**Seçilen bölüm**
····················

90'lı yıllarda ekonomide kriz üzerine krizin yaşandığı, yüz binlerin bir günde işsiz kaldığı, ülkenin doğusundaki 'düşük yoğunluklu savaş' gözlerimizin önünde cereyan etmese de etkilerini her an her alanda hissettiğimiz, suikastların/ölümlerin/faili meçhullerin gündemimizden hiç eksik olmadığı kara/kapkara günlerde…
Çalıştığım gazetenin patron vekili gündem toplantısına iç açıcı(!) bir öneriyle gelmişti. Önerisi, bu kara gündemi renklendirmek için sayfalardan birini (hayali) pembeye boyamaktı. Sayfanın adı 'pembe haberler' olacak, 'kara sayfalar'dan bunalanlar kendilerini 'pembe sayfaya' atıp serinleyecek/gevşeyecek/mutlu olacaklardı.
Patronun 'öneri' dediği şey nihayetinde 'talimattı', yaptık.
Her gün o sayfayı mutlu/umutlu/sevimli/güleryüzlü haberlerle doldurduk.
Kara gündemin içinden pembe haber bulmak için yırtındık, kazındık, gün geldi dış haberlerden tırtıkladık, gün geldi, kimi habere takla attırıp kırmızının rengini açıp pembeye dönüştürdük, gün geldi iç açıcı haber bulabilmek için tüm gazete sayfalarını yapmaktan daha fazla zorlandık, ama uzun süre 'pembe sayfa'yı sürdürdük.
Ne zaman pes edip pembeden vazgeçtiğimizi hatırlamıyorum ama ülkedeki gündem ne zaman kapkara olsa, aklıma hep o pembe sayfa, zorlayarak da olsa bulduğumuz pembe haberler geliyor. O günlerde patron zoruyla yaptığımız uygulama için 'kandırmaca da olsa fena fikir değilmiş, hiç değilse anlık gülümseme yaratıyormuş' diye iç geçirmiyor değilim… Zira günler 'beterin beteri' içeriğinde; 'pembe haberi ara ki bulasın' formatında ilerliyor.
Ekonomide krizin ayak sesleri duyuluyor, işsizlik rakamları saklanamayacak kadar yükseliyor, kapılarımızın dibindeki kanlı savaş içimize girdi/girecek halde derken… Dilimizden 'Allahım bu ülkeyi iç savaştan koru' duaları düşmezken, önümüze düşen bir başka haber, 'pembe haberler ihtimali'ni daha da uzaklaştırıyor ülkeden.
TBMM'ye iktidar vekillerince taşınan güvenlik paketi teklifi, gelecek olanların da habercisi zira.

····················

**Sağlanan bilgiler**
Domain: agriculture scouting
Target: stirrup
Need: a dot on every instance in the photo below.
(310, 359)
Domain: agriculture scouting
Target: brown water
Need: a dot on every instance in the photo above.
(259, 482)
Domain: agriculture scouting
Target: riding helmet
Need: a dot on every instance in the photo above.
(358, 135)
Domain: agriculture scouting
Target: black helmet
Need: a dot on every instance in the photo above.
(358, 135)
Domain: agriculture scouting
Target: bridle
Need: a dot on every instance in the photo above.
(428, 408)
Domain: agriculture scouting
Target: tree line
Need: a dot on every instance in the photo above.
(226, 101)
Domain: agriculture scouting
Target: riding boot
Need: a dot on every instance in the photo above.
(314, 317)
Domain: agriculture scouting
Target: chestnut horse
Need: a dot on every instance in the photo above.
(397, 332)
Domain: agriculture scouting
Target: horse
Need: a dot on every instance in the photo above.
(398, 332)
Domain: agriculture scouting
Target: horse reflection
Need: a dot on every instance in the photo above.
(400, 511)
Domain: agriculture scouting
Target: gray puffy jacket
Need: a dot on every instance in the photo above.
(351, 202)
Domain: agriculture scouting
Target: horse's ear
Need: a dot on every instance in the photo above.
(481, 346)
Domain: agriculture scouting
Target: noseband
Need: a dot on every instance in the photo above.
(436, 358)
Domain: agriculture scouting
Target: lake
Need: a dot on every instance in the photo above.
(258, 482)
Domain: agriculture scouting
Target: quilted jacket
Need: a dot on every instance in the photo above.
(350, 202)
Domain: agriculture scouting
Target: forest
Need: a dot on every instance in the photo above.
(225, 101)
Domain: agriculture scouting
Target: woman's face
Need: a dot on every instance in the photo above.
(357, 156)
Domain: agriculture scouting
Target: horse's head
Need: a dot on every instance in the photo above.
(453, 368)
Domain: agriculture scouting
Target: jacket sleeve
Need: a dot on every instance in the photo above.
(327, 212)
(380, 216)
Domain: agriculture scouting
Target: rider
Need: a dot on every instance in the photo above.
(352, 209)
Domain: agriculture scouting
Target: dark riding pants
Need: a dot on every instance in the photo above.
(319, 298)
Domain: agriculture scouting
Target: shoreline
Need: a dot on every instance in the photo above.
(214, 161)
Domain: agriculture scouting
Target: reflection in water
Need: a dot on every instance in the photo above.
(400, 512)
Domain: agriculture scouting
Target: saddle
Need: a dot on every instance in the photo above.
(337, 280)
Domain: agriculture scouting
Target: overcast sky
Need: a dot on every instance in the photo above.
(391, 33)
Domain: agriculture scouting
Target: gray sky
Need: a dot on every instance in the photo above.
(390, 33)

····················

**Yapılacak görevler**
1. Seçilen bölümü iki cümleyle özetleyin.
2. Aşağıdaki ifadelerin seçilen bölümle uyuşup uyuşmadığını belirtin. Her biri için evet ya da hayır deyin ve karar veren sözleri bölümden aynen alıntılayın: (a) Pembe sayfa fikri gazete çalışanlarından çıkmıştır. (b) Pembe haber bulmak için zaman zaman dış haberlerden yararlanılmıştır. (c) Yazar, pembe sayfadan ne zaman vazgeçildiğini hatırlamaktadır.

**Yanıtlar**
1. Doksanlı yılların kriz, işsizlik ve faili meçhullerle dolu kara günlerinde, gazetenin patron vekili gündemi renklendirmek için bir sayfanın "pembe haberler" adıyla mutlu haberlerle doldurulmasını istemiş ve çalışanlar bu sayfayı büyük zorlukla uzun süre sürdürmüştür. Bugün de ekonomide krizin ayak sesleri duyulurken, işsizlik yükselirken ve kanlı savaş kapıya dayanmışken pembe haber bulmak zorlaşmıştır; yazar, TBMM'ye taşınan güvenlik paketi teklifini gelecek olanların habercisi olarak görmektedir.

2.
(a) Hayır: "Çalıştığım gazetenin patron vekili gündem toplantısına iç açıcı(!) bir öneriyle gelmişti."
(b) Evet: "gün geldi dış haberlerden tırtıkladık"
(c) Hayır: "Ne zaman pes edip pembeden vazgeçtiğimizi hatırlamıyorum"